Your task is to output all the records below, word for word.

» Excerpt from a dataset:
· · · · · · ·

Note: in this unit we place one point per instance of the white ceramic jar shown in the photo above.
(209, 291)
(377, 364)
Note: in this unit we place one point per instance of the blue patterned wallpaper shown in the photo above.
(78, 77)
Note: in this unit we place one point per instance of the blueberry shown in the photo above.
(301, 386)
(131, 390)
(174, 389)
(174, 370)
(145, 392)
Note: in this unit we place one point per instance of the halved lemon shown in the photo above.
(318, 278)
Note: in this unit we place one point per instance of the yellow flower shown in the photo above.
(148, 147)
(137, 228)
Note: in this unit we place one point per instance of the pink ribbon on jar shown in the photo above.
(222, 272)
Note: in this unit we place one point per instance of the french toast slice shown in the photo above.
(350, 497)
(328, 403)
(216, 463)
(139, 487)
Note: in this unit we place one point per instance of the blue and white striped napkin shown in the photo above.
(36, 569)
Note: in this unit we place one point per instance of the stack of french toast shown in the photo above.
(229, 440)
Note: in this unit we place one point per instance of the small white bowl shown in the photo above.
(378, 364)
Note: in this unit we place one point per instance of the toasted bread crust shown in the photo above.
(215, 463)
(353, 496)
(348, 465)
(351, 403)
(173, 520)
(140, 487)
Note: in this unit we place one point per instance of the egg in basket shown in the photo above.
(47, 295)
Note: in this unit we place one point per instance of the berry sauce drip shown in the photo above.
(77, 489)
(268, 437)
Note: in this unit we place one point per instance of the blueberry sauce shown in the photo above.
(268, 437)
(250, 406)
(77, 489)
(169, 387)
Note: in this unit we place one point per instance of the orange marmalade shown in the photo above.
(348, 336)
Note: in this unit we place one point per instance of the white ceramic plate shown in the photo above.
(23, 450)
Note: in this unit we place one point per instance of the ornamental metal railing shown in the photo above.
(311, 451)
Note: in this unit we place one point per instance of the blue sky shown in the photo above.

· · · · · · ·

» Written answer:
Note: in this unit we place one point per instance of the white ceramic jar shown in the photo above.
(209, 291)
(377, 364)
Note: in this unit we place one point per instance of the blue patterned wallpaper shown in the photo above.
(78, 77)
Note: in this unit we place one point per instance of the blueberry shown in the photo above.
(301, 386)
(131, 390)
(174, 389)
(174, 370)
(145, 392)
Note: in this unit we place one point per instance of the halved lemon shown in the photo above.
(318, 278)
Note: in this unit we place one point per instance of the yellow flower shown in the photo above.
(148, 147)
(137, 228)
Note: in this unit we place one point per instance of the pink ribbon on jar shown in the photo above.
(222, 272)
Note: in this unit we place one point per instance of the french toast slice shown in the photo above.
(350, 497)
(328, 403)
(216, 463)
(139, 487)
Note: in this unit we place one point per instance of the blue and white striped napkin shown in the photo above.
(36, 569)
Note: in this unit we place one point per instance of the stack of french toast shown in the photo above.
(229, 440)
Note: in this unit we place one point per instance of the small white bowl shown in the photo above.
(378, 364)
Note: in this unit we place one point per instance of the toasted bread crust shown in the photo above.
(215, 463)
(353, 496)
(348, 465)
(351, 403)
(173, 520)
(140, 487)
Note: in this unit we place one point per instance of the egg in basket shown in the photo above.
(47, 295)
Note: in this unit we place one point per instance of the berry sauce drip shown in the photo above.
(77, 489)
(268, 437)
Note: in this unit we place one point per instance of the blueberry sauce shown in the photo above.
(268, 437)
(250, 406)
(77, 489)
(169, 387)
Note: in this unit we place one point per instance of the orange marmalade shown in the photo above.
(348, 336)
Note: in this unit we place one point per instance of the white ceramic plate shown in the photo above.
(23, 450)
Note: in this unit we place one point per instance of the ornamental metal railing shown in the photo above.
(311, 451)
Note: in this unit we place one point per instance of the blue sky shown in the photo above.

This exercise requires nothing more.